In the excerpt below comparing parasites and protozoa, rewrite the paragraph beginning "Parasites can survive anywhere" as a short bulleted list that keeps its main facts.

--- Excerpt provided ---
════════════════
These organisms can be from any biological kingdom, such as plants, animals, and microscopic organism.
On the contrary, protozoa comes from a specific kingdom called Protista. The Kingdom Protista are the unicellular eukaryotic organisms having a distinct nucleus.
The Extent of Host
Parasites can attack a huge population within an ecosystem. The hosts on which parasites attack can be animals, plants, or even human beings.
Similarly, if you’re confused in are protozoa parasites, know that, they are but to an extent! Not all protozoa are parasites, so they have a little limited range of hosts. Most protozoa are seen living freely in aquatic environment.
Movement of these Organisms
Parasites can survive anywhere where this is a proper environment given to them. Some parasites, like helminths, are multicellular that have limited movement. These rely on their host to move, so they can spread. However, there are other parasitic organisms, like Plasmodium, that is free to move in the human’s blood.
In contrast, all protozoa are free-living and highly mobile. They have special structures like cilia and flagella that help them move. Specifically speaking, this feature of movement in protozoa also aids in finding prey or seeking for a reliable host.
════════════════
--- Records supplied ---
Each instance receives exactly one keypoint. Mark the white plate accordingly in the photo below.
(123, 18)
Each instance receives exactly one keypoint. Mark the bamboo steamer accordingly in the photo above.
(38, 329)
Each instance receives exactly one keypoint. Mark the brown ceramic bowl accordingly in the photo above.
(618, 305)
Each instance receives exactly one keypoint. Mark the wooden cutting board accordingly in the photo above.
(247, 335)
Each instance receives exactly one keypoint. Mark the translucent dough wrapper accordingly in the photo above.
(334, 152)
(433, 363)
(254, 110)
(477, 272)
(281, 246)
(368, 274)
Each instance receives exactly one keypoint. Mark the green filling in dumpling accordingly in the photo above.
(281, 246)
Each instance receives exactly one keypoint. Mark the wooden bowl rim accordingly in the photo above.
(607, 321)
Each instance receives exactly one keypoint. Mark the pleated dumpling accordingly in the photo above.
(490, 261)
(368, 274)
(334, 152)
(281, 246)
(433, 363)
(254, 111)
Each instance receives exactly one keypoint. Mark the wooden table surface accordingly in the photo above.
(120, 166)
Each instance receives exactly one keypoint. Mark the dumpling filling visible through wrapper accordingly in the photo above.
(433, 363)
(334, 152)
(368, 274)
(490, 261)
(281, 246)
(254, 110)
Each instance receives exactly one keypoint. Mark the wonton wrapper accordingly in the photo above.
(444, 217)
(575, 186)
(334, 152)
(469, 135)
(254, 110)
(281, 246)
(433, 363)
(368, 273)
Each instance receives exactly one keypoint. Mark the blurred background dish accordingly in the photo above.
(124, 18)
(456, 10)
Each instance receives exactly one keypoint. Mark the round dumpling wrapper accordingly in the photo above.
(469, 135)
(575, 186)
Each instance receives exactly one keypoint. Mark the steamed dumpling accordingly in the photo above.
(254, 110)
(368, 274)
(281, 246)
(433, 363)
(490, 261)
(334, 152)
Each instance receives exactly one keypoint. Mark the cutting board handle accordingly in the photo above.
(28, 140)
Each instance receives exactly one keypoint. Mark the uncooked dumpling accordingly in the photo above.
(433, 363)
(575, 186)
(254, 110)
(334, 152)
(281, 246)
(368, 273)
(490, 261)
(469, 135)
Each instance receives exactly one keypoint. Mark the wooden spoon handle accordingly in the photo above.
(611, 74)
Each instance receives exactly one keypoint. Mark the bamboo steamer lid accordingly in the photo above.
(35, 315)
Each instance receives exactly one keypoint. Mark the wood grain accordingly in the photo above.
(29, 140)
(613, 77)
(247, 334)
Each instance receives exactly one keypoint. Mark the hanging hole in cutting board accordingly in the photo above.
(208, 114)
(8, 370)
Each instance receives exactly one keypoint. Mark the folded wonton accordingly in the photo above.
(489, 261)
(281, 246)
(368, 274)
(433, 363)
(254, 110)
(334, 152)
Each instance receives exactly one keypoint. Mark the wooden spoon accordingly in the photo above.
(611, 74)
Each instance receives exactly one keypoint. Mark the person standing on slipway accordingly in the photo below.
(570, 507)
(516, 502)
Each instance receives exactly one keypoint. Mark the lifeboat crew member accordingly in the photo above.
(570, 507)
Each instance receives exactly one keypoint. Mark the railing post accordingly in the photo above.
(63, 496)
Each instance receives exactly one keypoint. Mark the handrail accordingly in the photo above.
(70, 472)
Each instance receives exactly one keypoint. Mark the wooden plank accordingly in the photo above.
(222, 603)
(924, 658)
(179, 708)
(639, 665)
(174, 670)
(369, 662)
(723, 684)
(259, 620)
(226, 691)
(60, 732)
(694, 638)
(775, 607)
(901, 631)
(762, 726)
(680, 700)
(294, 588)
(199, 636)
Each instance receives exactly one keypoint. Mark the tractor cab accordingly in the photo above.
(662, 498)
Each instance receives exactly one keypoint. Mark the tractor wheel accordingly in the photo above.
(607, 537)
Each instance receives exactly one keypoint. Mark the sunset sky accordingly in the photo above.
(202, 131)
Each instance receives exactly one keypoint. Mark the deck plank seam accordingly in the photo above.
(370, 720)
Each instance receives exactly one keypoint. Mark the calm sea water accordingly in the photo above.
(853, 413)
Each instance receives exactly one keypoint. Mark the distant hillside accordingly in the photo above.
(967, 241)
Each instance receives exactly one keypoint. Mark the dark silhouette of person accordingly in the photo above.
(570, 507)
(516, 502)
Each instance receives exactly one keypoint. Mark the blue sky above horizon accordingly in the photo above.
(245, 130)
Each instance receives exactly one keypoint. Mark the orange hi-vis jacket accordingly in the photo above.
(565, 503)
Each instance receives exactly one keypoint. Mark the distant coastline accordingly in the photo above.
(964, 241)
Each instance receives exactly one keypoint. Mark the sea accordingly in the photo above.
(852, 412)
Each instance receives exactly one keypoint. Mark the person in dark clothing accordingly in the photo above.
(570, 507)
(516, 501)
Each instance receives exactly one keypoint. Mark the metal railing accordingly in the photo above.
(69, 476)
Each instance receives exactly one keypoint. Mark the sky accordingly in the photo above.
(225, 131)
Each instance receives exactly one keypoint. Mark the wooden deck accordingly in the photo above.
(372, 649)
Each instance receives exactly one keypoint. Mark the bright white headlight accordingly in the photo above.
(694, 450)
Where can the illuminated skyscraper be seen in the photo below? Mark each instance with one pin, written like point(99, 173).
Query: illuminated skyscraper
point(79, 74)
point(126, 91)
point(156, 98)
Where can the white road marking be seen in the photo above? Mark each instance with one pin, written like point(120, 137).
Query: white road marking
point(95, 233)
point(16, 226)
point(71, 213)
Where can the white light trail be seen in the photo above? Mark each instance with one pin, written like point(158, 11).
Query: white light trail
════════════════
--- Exercise result ---
- Parasites can survive wherever they have a suitable environment.
- Some parasites, such as helminths, are multicellular and move only a little. They depend on their host to move and spread.
- Other parasites, such as Plasmodium, move freely in human blood.